→ TASK INSTRUCTIONS
Please list every line of the rows below that contains the word "positive", copying each such line in full.

→ THE DATA
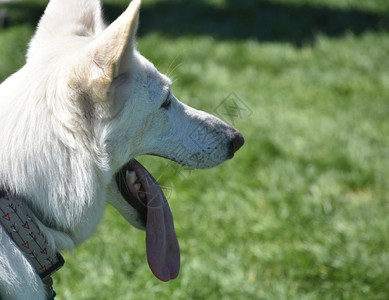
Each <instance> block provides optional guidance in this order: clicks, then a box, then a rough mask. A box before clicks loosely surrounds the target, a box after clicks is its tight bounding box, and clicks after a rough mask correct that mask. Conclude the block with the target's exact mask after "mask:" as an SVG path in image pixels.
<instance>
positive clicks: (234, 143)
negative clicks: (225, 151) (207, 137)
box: [231, 131, 244, 153]
mask: <svg viewBox="0 0 389 300" xmlns="http://www.w3.org/2000/svg"><path fill="white" fill-rule="evenodd" d="M243 144H244V137H243V135H242V134H241V133H240V132H239V131H238V132H237V133H236V134H235V136H234V138H233V139H232V141H231V148H232V151H233V153H235V152H236V151H238V150H239V149H240V147H242V146H243Z"/></svg>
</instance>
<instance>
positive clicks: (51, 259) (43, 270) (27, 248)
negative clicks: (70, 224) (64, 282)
mask: <svg viewBox="0 0 389 300" xmlns="http://www.w3.org/2000/svg"><path fill="white" fill-rule="evenodd" d="M29 214H30V210H29V209H28V207H27V206H25V205H24V203H23V202H22V201H21V200H20V199H19V198H17V197H14V196H11V194H9V193H7V192H5V191H2V190H0V224H1V225H3V227H4V228H5V230H6V231H7V232H8V234H9V236H10V237H11V238H12V239H13V241H14V242H15V243H16V245H17V246H18V247H19V249H20V250H21V251H22V252H23V253H24V254H25V256H26V257H27V258H28V259H29V261H30V263H31V265H32V266H33V267H34V268H35V270H36V272H37V273H38V275H39V276H40V277H41V278H42V279H43V280H45V279H46V278H48V277H49V276H50V275H51V274H53V273H54V272H55V271H57V270H58V269H59V268H61V267H62V266H63V264H64V260H63V258H62V256H61V254H59V253H57V252H55V250H53V249H51V248H50V247H49V245H48V242H47V239H46V237H45V236H44V234H43V233H42V232H41V231H40V229H39V227H38V225H37V224H36V222H35V221H34V220H33V219H32V218H31V217H30V215H29Z"/></svg>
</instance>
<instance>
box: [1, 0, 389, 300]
mask: <svg viewBox="0 0 389 300" xmlns="http://www.w3.org/2000/svg"><path fill="white" fill-rule="evenodd" d="M107 2H109V3H107V4H106V5H107V6H106V7H107V15H108V16H109V19H113V18H114V17H115V16H116V15H117V14H118V13H120V11H121V9H122V8H124V6H125V2H126V1H118V0H117V1H107ZM143 2H144V7H143V11H142V13H143V15H141V28H140V38H139V41H138V42H139V49H140V51H141V52H142V53H143V54H144V55H145V56H146V57H147V58H149V59H150V60H151V61H153V62H154V63H155V65H156V66H158V68H159V69H160V70H161V71H162V72H167V73H171V74H170V75H171V76H172V77H173V79H174V80H175V83H174V88H173V90H174V93H175V95H176V96H177V97H178V98H180V99H181V100H182V101H183V102H185V103H188V104H190V105H192V106H195V107H197V108H200V109H203V110H206V111H208V112H213V113H215V112H218V110H217V108H218V107H219V105H220V104H221V103H222V101H223V100H224V99H225V98H226V97H227V96H229V95H230V93H231V92H234V93H235V94H236V95H237V96H238V97H239V98H240V99H241V100H242V101H243V103H244V104H245V108H248V109H249V110H246V111H243V112H242V114H241V115H238V116H237V117H236V118H234V119H233V121H234V125H235V126H236V127H237V128H238V129H240V130H241V132H242V133H243V135H244V136H245V138H246V144H245V146H244V147H243V148H242V149H241V150H240V151H239V152H238V153H237V154H236V157H235V158H234V159H233V160H231V161H229V162H227V163H225V164H223V165H222V166H220V167H218V168H215V169H212V170H202V171H199V170H187V169H183V168H180V167H178V166H176V165H174V164H172V163H168V162H166V161H164V160H162V159H160V158H153V157H142V158H141V161H142V162H143V163H144V164H145V165H146V166H147V168H148V169H149V170H151V172H152V173H153V174H154V176H155V177H156V178H158V179H159V181H160V183H161V185H163V186H164V187H165V191H166V194H167V195H168V199H169V203H170V206H171V208H172V210H173V213H174V217H175V226H176V230H177V235H178V238H179V241H180V246H181V253H182V270H181V274H180V276H179V278H178V279H177V280H175V281H172V282H169V283H162V282H159V281H158V280H156V279H155V278H153V276H152V274H151V272H150V271H149V269H148V267H147V263H146V259H145V246H144V234H143V233H142V232H140V231H137V230H135V229H133V228H131V226H129V225H128V224H127V223H126V222H125V221H124V220H123V219H122V218H121V217H120V215H119V214H118V213H117V212H116V211H114V210H113V209H112V208H111V207H108V208H107V210H106V213H105V217H104V221H103V223H102V224H101V225H100V226H99V228H98V231H97V232H96V233H95V235H94V236H93V237H92V238H91V239H90V240H89V241H87V242H86V243H85V244H84V245H82V246H81V247H80V248H78V249H77V250H75V251H74V253H72V254H68V253H67V254H65V258H66V265H65V267H64V268H63V269H62V270H61V271H59V272H58V273H57V274H56V275H55V276H54V281H55V286H54V287H55V289H56V291H57V293H58V297H57V298H58V299H156V298H158V299H231V300H235V299H296V300H297V299H298V300H300V299H353V300H354V299H361V300H365V299H382V300H384V299H388V298H389V285H388V282H389V238H388V232H389V221H388V220H389V219H388V214H389V191H388V186H389V121H388V119H389V59H388V58H389V56H388V55H389V33H388V29H389V23H388V17H387V16H388V15H389V5H388V2H387V1H386V0H382V1H380V0H375V1H359V0H348V1H346V0H332V1H324V0H321V1H303V0H289V1H286V0H284V1H278V2H277V1H253V2H252V3H251V4H250V1H241V2H238V1H237V2H235V3H233V2H232V1H231V3H230V1H227V0H225V1H223V0H214V1H198V2H190V4H188V5H189V6H185V5H186V4H185V5H184V4H182V3H184V2H182V1H143ZM30 3H32V4H31V7H35V10H34V11H39V10H41V9H43V7H44V3H43V2H42V1H35V2H30ZM185 3H186V2H185ZM196 3H198V4H196ZM239 3H240V4H239ZM253 3H254V4H253ZM250 5H254V6H253V7H252V6H250ZM231 6H232V7H231ZM8 7H9V12H10V14H11V17H12V15H13V14H14V15H15V22H14V24H13V26H11V27H9V28H7V29H6V30H3V31H0V78H1V79H4V78H5V77H6V76H7V75H8V74H10V73H12V72H13V71H15V70H16V69H17V68H18V67H19V66H20V65H22V64H23V56H22V55H23V53H24V51H25V49H26V43H27V42H28V38H29V36H30V35H31V34H32V32H33V22H32V21H31V19H28V15H23V14H22V13H21V11H22V10H21V8H22V7H23V5H22V4H20V5H12V6H8ZM234 12H236V13H234ZM191 13H192V14H191ZM241 13H242V14H241ZM243 13H246V14H247V13H248V14H250V13H251V15H250V16H249V17H245V15H244V14H243ZM253 13H258V15H260V16H261V18H260V19H259V20H257V19H255V18H254V16H253V15H252V14H253ZM182 14H184V16H185V17H184V18H182V17H180V15H182ZM142 16H144V17H143V18H142ZM312 16H315V18H313V17H312ZM316 17H321V19H319V20H317V19H316ZM247 18H248V19H247ZM250 18H251V19H250ZM25 19H26V20H25ZM32 19H33V20H35V19H36V18H35V17H33V18H32ZM142 20H143V23H142ZM175 20H179V21H180V22H184V24H181V25H180V23H178V24H176V23H175ZM244 20H249V21H250V22H252V24H254V25H253V26H254V28H253V26H251V25H252V24H250V23H249V21H247V22H243V21H244ZM239 21H242V22H239ZM142 24H143V25H144V27H142ZM160 24H161V25H160ZM218 24H219V25H218ZM220 24H221V25H220ZM239 24H241V25H239ZM215 26H216V27H215ZM236 26H238V27H236ZM260 26H263V27H260ZM142 28H143V29H142ZM227 29H231V30H227ZM208 30H209V34H207V31H208Z"/></svg>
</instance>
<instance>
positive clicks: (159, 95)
mask: <svg viewBox="0 0 389 300" xmlns="http://www.w3.org/2000/svg"><path fill="white" fill-rule="evenodd" d="M57 2H59V1H57ZM91 2H92V1H91ZM93 3H95V2H93ZM59 5H60V4H59V3H56V2H55V1H52V2H51V3H50V4H49V6H48V8H47V10H46V12H45V16H44V17H43V18H42V20H41V23H43V22H49V21H50V20H51V19H56V20H57V23H58V22H59V23H60V24H59V25H58V24H57V27H56V28H51V30H52V32H47V29H45V30H46V31H43V30H44V29H43V28H47V26H42V24H41V25H40V26H39V30H38V32H37V34H36V36H35V38H34V39H33V40H32V42H31V44H30V49H29V54H28V58H29V60H34V59H39V58H42V57H44V59H45V60H46V63H49V62H47V61H48V60H50V58H47V57H48V56H49V57H52V60H56V61H58V60H61V61H62V62H63V63H62V66H61V70H59V72H61V73H62V75H61V76H60V77H64V76H66V77H67V78H66V81H65V82H67V84H66V86H64V87H63V89H66V90H67V91H66V92H64V93H63V94H65V95H67V97H68V98H69V99H64V102H65V104H64V103H62V104H61V105H65V106H66V105H67V106H71V107H72V109H77V110H78V113H79V114H81V116H83V117H84V119H83V124H79V123H80V121H77V122H74V120H67V121H68V122H69V123H73V124H76V123H78V125H82V126H80V128H84V129H83V130H85V131H87V132H91V133H92V134H93V136H92V137H91V139H93V140H96V144H97V145H98V146H100V147H103V148H104V151H106V152H107V153H109V166H110V169H111V171H112V172H113V173H115V172H117V171H118V170H119V169H120V167H122V166H123V165H124V164H125V163H126V162H128V161H129V160H130V159H132V158H134V157H136V156H138V155H142V154H152V155H157V156H161V157H165V158H168V159H171V160H174V161H176V162H178V163H180V164H183V165H186V166H189V167H194V168H209V167H214V166H216V165H218V164H220V163H221V162H223V161H225V160H226V159H229V158H231V157H232V156H233V154H234V152H235V151H237V150H238V149H239V148H240V147H241V146H242V144H243V137H242V135H241V134H240V133H239V132H238V131H237V130H235V129H234V128H232V127H230V126H229V125H227V124H226V123H224V122H223V121H221V120H219V119H218V118H216V117H214V116H212V115H210V114H207V113H205V112H202V111H198V110H195V109H193V108H191V107H189V106H187V105H185V104H183V103H181V102H180V101H179V100H178V99H177V98H176V97H175V96H174V95H173V93H172V92H171V89H170V86H171V81H170V80H169V78H167V77H166V76H165V75H163V74H161V73H160V72H158V70H157V69H156V68H155V67H154V66H153V64H152V63H151V62H149V61H148V60H147V59H145V58H144V57H143V56H142V55H141V54H139V53H138V52H137V50H136V42H135V34H136V31H137V27H138V15H139V8H140V1H137V0H136V1H133V2H132V3H131V4H130V6H129V7H128V9H127V10H126V11H125V12H124V13H123V14H122V15H121V16H120V17H119V18H118V19H117V20H116V21H114V22H113V23H112V24H111V25H110V26H108V27H107V28H104V26H103V25H102V22H101V21H100V19H99V18H100V13H99V8H97V7H96V8H95V7H94V6H93V5H89V6H88V10H87V11H84V12H83V13H82V14H81V13H80V15H79V16H77V15H76V16H74V19H76V22H75V21H74V20H72V22H67V21H66V19H64V20H63V21H61V18H65V17H64V16H66V15H67V14H65V13H64V11H66V7H67V6H66V3H64V4H62V5H63V7H59ZM76 13H77V12H76ZM96 14H97V16H96ZM69 15H72V14H69ZM61 22H62V23H61ZM54 30H59V31H63V33H62V34H56V32H55V31H54ZM47 35H52V38H51V39H50V43H47V44H45V45H44V46H43V47H42V44H44V43H43V42H42V41H41V39H43V38H44V37H45V36H47ZM56 35H58V36H61V39H59V38H58V41H57V40H56V38H55V36H56ZM70 40H71V42H70ZM70 43H71V44H72V45H74V46H72V48H71V49H69V48H68V47H65V45H66V44H70ZM53 45H54V46H53ZM36 48H39V51H36ZM53 48H55V51H53V50H52V49H53ZM45 49H47V50H46V51H45ZM65 49H66V50H65ZM59 52H60V53H59ZM38 53H39V54H38ZM48 53H49V54H48ZM56 65H58V63H57V64H56ZM53 72H55V71H53ZM62 82H64V81H62ZM69 95H71V97H70V96H69ZM66 102H67V103H66ZM64 121H66V120H64ZM67 126H70V125H67ZM85 127H87V128H86V129H85ZM88 127H89V128H88ZM80 128H79V129H80ZM102 128H104V130H102ZM97 129H98V130H99V131H100V132H96V130H97ZM74 130H77V128H74Z"/></svg>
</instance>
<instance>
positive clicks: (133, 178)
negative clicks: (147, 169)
mask: <svg viewBox="0 0 389 300" xmlns="http://www.w3.org/2000/svg"><path fill="white" fill-rule="evenodd" d="M126 179H127V180H128V181H129V182H130V183H132V184H134V183H135V181H137V180H138V177H137V176H136V173H135V171H128V170H127V171H126Z"/></svg>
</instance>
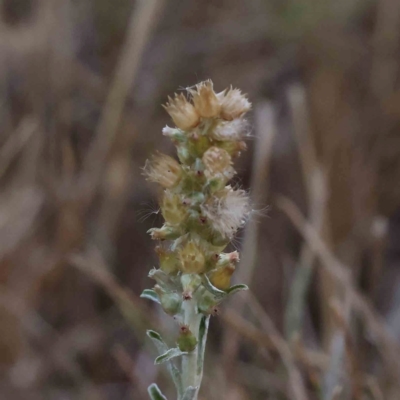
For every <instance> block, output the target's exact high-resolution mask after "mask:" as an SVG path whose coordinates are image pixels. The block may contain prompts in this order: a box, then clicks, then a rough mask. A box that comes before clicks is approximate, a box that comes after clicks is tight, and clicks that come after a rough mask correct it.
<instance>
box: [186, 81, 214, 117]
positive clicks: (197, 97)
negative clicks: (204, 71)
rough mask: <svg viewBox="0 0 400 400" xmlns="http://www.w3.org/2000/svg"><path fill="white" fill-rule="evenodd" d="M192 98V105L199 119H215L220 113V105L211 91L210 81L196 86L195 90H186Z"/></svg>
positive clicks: (205, 82) (213, 91) (207, 81)
mask: <svg viewBox="0 0 400 400" xmlns="http://www.w3.org/2000/svg"><path fill="white" fill-rule="evenodd" d="M188 91H189V93H190V94H191V95H192V96H193V103H194V107H195V109H196V111H197V112H198V114H199V115H200V116H201V117H204V118H210V117H216V116H218V115H219V112H220V111H221V104H220V102H219V100H218V98H217V96H216V94H215V92H214V90H213V83H212V81H211V80H208V81H204V82H201V83H199V84H197V85H196V89H195V90H194V89H188Z"/></svg>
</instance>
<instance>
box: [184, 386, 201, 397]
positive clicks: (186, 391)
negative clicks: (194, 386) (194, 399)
mask: <svg viewBox="0 0 400 400" xmlns="http://www.w3.org/2000/svg"><path fill="white" fill-rule="evenodd" d="M197 390H198V387H193V386H189V387H188V388H187V389H186V390H185V393H184V394H183V397H182V400H193V399H195V398H196V397H195V396H196V393H197Z"/></svg>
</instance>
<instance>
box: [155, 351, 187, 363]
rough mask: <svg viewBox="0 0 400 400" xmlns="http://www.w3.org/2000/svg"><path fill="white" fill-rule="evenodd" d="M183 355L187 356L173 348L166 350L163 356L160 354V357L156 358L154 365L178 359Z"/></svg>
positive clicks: (163, 354) (181, 351)
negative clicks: (167, 361)
mask: <svg viewBox="0 0 400 400" xmlns="http://www.w3.org/2000/svg"><path fill="white" fill-rule="evenodd" d="M185 354H187V352H186V351H180V350H179V349H178V348H177V347H174V348H173V349H169V350H167V351H166V352H165V353H164V354H161V356H158V357H157V358H156V360H155V364H162V363H163V362H166V361H170V360H171V359H173V358H175V357H180V356H183V355H185Z"/></svg>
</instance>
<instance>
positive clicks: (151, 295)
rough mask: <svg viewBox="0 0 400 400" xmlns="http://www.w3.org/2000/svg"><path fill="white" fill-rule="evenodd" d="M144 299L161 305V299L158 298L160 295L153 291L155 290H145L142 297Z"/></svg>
mask: <svg viewBox="0 0 400 400" xmlns="http://www.w3.org/2000/svg"><path fill="white" fill-rule="evenodd" d="M140 297H141V298H142V299H147V300H151V301H154V302H155V303H158V304H160V299H159V297H158V294H157V293H156V292H155V291H154V290H153V289H145V290H143V293H142V294H141V295H140Z"/></svg>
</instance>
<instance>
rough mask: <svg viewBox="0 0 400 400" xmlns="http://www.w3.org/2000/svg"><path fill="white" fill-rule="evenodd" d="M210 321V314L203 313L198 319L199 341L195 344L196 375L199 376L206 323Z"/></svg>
mask: <svg viewBox="0 0 400 400" xmlns="http://www.w3.org/2000/svg"><path fill="white" fill-rule="evenodd" d="M209 322H210V316H209V315H207V316H206V315H205V316H203V318H202V319H201V321H200V327H199V342H198V345H197V375H199V376H201V374H202V372H203V364H204V352H205V349H206V341H207V332H208V325H209Z"/></svg>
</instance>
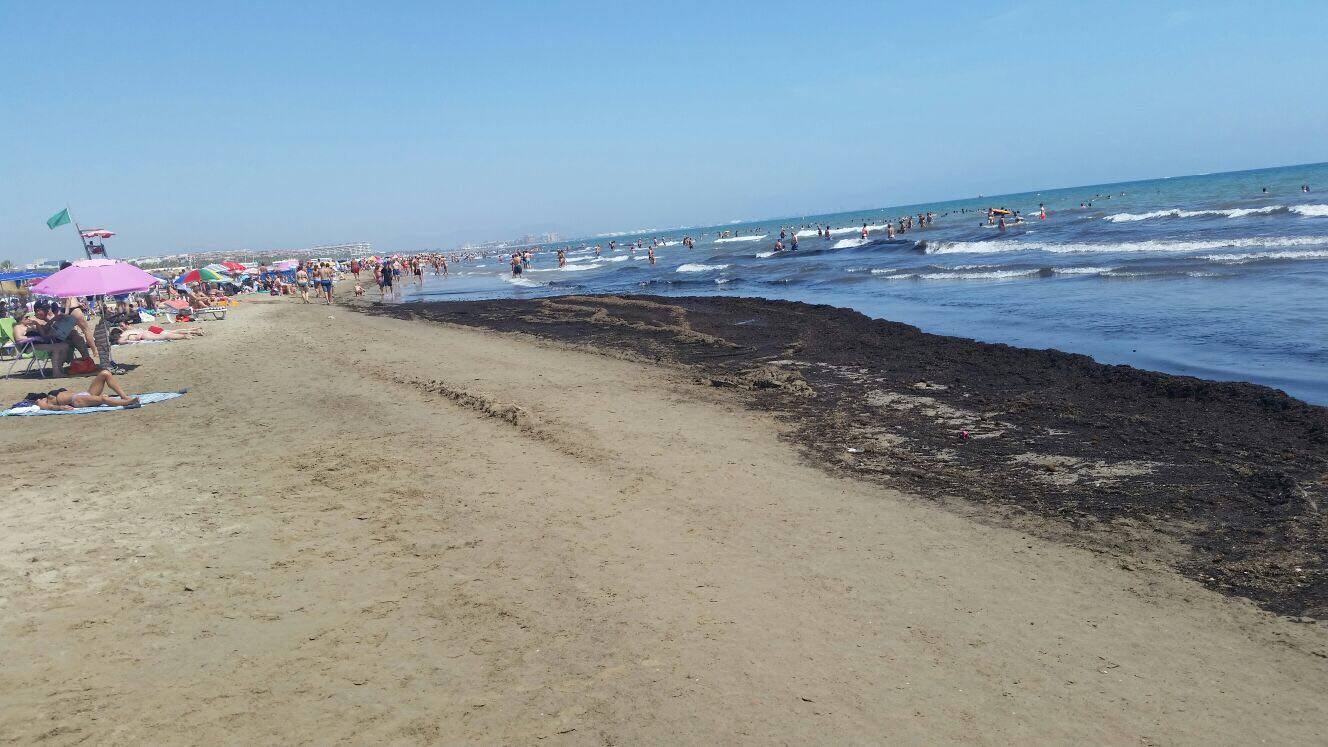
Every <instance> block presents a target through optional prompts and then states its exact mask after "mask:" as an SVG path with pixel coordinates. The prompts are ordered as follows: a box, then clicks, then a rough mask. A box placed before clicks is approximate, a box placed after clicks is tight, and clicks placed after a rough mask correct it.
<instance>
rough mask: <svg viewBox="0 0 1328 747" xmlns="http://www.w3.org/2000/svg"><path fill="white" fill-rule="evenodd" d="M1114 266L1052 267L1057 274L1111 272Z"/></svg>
mask: <svg viewBox="0 0 1328 747" xmlns="http://www.w3.org/2000/svg"><path fill="white" fill-rule="evenodd" d="M1112 270H1113V267H1052V272H1054V274H1057V275H1101V274H1104V272H1110V271H1112Z"/></svg>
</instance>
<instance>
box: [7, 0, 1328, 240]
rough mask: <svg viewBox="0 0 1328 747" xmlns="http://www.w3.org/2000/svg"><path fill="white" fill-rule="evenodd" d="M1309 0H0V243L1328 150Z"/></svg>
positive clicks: (1044, 183) (226, 238) (737, 206)
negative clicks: (930, 0)
mask: <svg viewBox="0 0 1328 747" xmlns="http://www.w3.org/2000/svg"><path fill="white" fill-rule="evenodd" d="M1325 40H1328V12H1325V7H1324V4H1323V1H1321V0H1316V1H1304V3H1293V1H1284V3H1248V1H1243V3H1214V1H1206V3H1197V1H1195V3H1190V1H1179V0H1178V1H1173V3H1167V1H1157V3H1072V1H1060V0H1048V1H1016V3H1008V1H1000V0H997V1H987V3H935V1H934V3H853V1H837V3H807V1H802V3H780V1H753V3H724V1H718V0H710V1H705V3H689V1H672V3H631V1H606V3H564V1H538V3H502V1H497V0H494V1H475V3H441V1H438V3H426V1H418V3H408V1H400V3H390V1H377V3H331V1H327V3H295V1H282V0H276V1H268V3H178V1H171V3H153V1H134V3H112V1H102V3H77V1H64V3H31V1H27V0H0V259H13V261H16V262H20V261H29V259H32V258H36V257H50V258H54V257H68V255H72V254H74V253H77V251H78V247H77V245H76V243H74V241H76V239H74V238H73V234H72V231H70V230H69V229H68V227H62V229H58V230H56V231H49V230H48V229H46V227H45V219H46V218H48V217H49V215H50V214H53V213H56V211H58V210H60V209H61V207H64V205H65V203H69V205H70V206H72V207H73V213H74V217H76V218H77V219H78V221H80V222H82V223H85V225H96V226H105V227H109V229H112V230H116V231H118V233H120V235H118V237H117V238H116V239H112V243H110V246H112V249H113V254H116V255H120V257H125V255H135V254H161V253H169V251H173V250H181V249H228V247H242V246H247V247H255V249H264V247H290V246H308V245H313V243H331V242H343V241H372V242H374V245H377V247H378V249H382V250H409V249H421V247H429V246H450V245H454V243H457V242H459V241H462V239H475V241H482V239H491V238H506V237H511V235H515V234H521V233H526V231H535V230H556V231H559V233H563V234H571V235H578V234H587V233H599V231H612V230H629V229H641V227H669V226H680V225H699V223H716V222H726V221H732V219H754V218H762V217H780V215H799V214H814V213H829V211H838V210H853V209H862V207H872V206H887V205H899V203H910V202H919V201H930V199H947V198H957V197H968V195H973V194H977V193H983V194H997V193H1008V191H1024V190H1031V189H1044V187H1054V186H1074V185H1086V183H1101V182H1109V181H1125V179H1134V178H1147V177H1158V175H1174V174H1190V173H1202V171H1220V170H1235V169H1252V167H1262V166H1275V165H1286V163H1304V162H1317V161H1324V160H1328V96H1324V92H1323V84H1324V81H1325V80H1328V45H1325Z"/></svg>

→ WRITTEN ANSWER
positive clicks: (234, 143)
positive clicks: (51, 259) (43, 270) (27, 248)
positive clicks: (159, 95)
positive clicks: (133, 178)
positive clicks: (197, 97)
positive clicks: (205, 82) (213, 91) (207, 81)
positive clicks: (186, 391)
positive clicks: (163, 354) (181, 351)
positive clicks: (151, 295)
positive clicks: (1044, 183) (226, 238) (737, 206)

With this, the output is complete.